▸ Consigne
D'après le texte sur la politique Remain in Mexico, combien de personnes ont dû retourner au Mexique dans le cadre de cette procédure ?

▸ Texte d'étude
★ ★ ★

62 000 demandeurs d’asile refoulés

En application depuis janvier 2019, Remain in Mexico – officiellement appelé « protocoles de protection des migrants » – force les demandeurs d’asile à rester au Mexique le temps que leur dossier soit examiné, les laissant à la merci de kidnappings et de violences. Plus de 62 000 personnes ont dû retourner au Mexique dans le cadre de cette procédure. MSF intervient au Mexique tout le long de la route migratoire, et dans les villes-frontières de Nuevo Laredo, Matamoros, Mexicali, et Reynosa. Les équipes sont témoins des conséquences tragiques de cette politique qui a quasiment mis fin aux possibilités d’asile aux frontières sud des Etats-Unis.

Environ 80 % des personnes migrantes suivies par les équipes de MSF à Nuevo Laredo ont vécu au moins un épisode de violence durant les neuf premiers mois de 2019 ; 43,7 % des patients ont quant à eux déclaré avoir été victimes de violence durant la semaine précédant la consultation.

Mexique, Reynosa, 01 septembre 2019

Il y a un an et demi, le seul refuge offrant une assistance à la population migrante était presque vide. Aujourd'hui, ce lieu, qui peut accueillir 180 personnes, a été contraint d'en accueillir plus de 400.

© MSF/Arlette Blanco

Une peur constante

En septembre 2019, 43 % des personnes renvoyées à Nuevo Laredo dans le cadre de cette mesure et prises en charge par MSF avaient été récemment kidnappées. 12 % des patients reportaient avoir été victime de tentatives avortées de kidnapping. En octobre 2019, ce pourcentage s’élevait à 75 %. Ces chiffres se rapportent uniquement aux patients des programmes de MSF et ne rendent pas compte de l'ampleur de la violence à laquelle ces personnes sont confrontées.

A Nuevo Laredo, les patients MSF souffrent d’anxiété, de dépression et de stress post-traumatique parce qu’ils craignent d'être renvoyés au Mexique et n’ont aucun visibilité quant à leur avenir. « Nos patients vivent dans un état de peur constante, détaille Sergio Martin. Ils sont traumatisés et ont besoin d'un soutien en santé mentale. »

★ ★ ★

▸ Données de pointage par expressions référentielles
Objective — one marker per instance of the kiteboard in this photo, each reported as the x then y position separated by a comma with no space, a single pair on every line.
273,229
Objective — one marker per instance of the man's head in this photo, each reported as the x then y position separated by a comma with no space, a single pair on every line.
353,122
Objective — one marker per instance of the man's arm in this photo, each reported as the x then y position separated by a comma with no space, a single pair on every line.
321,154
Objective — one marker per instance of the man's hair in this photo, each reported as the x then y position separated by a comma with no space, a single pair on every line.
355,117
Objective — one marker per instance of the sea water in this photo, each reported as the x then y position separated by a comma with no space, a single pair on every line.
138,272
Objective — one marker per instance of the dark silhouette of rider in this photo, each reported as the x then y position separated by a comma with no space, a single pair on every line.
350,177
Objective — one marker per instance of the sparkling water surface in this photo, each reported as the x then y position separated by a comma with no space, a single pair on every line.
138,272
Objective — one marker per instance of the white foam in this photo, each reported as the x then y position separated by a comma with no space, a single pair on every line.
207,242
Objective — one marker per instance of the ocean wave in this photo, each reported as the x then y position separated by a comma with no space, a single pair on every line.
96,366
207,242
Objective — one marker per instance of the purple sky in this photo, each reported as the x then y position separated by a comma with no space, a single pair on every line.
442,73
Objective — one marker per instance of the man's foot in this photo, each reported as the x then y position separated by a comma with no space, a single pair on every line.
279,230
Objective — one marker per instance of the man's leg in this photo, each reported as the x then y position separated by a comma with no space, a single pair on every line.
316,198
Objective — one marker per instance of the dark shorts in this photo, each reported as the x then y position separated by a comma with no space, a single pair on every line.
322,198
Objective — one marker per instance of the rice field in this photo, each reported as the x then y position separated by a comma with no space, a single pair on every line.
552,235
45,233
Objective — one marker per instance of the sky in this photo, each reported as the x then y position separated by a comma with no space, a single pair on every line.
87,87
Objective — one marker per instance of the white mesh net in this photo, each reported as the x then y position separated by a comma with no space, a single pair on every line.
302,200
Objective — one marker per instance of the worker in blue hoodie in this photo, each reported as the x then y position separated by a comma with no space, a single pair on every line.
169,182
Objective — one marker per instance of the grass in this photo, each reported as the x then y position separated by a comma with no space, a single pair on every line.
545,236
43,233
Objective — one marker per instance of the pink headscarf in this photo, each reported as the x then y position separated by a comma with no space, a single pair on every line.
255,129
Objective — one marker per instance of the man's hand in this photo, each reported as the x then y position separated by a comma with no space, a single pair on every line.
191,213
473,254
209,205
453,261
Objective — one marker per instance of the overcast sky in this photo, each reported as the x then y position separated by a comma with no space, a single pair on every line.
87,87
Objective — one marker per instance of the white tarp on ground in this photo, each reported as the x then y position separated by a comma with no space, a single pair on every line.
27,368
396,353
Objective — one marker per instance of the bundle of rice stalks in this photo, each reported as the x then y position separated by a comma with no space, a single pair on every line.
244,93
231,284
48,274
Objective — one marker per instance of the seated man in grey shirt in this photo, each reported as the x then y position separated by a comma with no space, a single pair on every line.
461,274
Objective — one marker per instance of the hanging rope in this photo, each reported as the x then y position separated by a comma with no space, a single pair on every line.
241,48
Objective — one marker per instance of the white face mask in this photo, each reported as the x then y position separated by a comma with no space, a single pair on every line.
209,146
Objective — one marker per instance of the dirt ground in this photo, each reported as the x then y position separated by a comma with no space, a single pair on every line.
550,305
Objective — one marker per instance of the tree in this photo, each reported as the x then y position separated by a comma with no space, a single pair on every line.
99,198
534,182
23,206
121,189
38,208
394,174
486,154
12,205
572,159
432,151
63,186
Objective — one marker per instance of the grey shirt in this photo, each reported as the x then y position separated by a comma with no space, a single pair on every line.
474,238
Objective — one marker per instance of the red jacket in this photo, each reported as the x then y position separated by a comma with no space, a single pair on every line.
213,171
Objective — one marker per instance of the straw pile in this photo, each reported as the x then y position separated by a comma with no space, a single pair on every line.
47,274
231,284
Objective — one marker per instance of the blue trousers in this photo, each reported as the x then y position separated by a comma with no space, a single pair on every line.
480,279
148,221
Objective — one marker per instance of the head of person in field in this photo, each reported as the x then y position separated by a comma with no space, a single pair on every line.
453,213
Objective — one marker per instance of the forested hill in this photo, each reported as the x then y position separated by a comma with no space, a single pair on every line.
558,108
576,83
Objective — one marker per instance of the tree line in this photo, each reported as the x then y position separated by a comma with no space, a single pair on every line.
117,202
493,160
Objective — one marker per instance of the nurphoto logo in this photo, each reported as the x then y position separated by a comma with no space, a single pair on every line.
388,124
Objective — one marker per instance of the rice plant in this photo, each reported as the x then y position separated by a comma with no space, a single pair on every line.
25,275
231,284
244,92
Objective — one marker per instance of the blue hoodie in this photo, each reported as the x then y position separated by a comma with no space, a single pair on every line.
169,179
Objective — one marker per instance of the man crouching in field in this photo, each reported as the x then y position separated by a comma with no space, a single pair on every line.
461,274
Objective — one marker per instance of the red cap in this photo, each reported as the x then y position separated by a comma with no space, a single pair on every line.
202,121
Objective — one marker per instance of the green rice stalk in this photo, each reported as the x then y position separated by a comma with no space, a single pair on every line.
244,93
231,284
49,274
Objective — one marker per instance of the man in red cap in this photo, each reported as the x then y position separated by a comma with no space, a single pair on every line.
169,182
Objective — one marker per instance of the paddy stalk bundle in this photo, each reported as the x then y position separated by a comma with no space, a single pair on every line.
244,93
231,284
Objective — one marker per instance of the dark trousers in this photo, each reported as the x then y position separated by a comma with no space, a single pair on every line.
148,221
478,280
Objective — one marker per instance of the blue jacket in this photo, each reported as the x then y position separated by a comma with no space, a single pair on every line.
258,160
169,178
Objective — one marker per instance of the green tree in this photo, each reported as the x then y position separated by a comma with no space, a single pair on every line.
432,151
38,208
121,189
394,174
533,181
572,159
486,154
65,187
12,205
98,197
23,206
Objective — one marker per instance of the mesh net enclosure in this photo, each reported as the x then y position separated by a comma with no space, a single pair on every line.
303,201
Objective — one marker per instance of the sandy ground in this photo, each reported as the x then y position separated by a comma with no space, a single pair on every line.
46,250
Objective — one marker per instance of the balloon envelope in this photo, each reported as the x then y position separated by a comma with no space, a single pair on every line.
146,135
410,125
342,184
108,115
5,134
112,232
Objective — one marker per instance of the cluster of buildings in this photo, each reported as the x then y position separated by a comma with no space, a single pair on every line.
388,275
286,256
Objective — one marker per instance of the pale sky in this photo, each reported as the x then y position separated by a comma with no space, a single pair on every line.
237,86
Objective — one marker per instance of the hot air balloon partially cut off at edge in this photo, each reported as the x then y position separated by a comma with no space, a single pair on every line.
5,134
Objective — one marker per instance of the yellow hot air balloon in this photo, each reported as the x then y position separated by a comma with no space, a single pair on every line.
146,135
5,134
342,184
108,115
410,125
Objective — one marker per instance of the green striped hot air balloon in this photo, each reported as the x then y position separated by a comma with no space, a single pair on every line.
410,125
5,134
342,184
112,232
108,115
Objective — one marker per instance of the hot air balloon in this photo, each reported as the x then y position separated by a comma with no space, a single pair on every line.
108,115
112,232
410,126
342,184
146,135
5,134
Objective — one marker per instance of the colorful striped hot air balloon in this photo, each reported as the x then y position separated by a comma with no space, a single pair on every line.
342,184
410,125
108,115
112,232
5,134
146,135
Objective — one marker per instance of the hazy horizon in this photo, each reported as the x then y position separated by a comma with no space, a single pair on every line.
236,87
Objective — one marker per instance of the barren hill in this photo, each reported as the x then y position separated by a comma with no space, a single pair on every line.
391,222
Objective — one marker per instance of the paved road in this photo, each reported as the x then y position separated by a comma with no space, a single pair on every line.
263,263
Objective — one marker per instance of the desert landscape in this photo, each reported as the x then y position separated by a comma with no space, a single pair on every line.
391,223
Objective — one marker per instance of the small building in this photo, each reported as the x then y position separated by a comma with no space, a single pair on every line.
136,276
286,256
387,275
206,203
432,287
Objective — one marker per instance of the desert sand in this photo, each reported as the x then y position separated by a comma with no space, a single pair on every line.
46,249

★ ★ ★

▸ Résultat attendu
Plus de 62 000 personnes.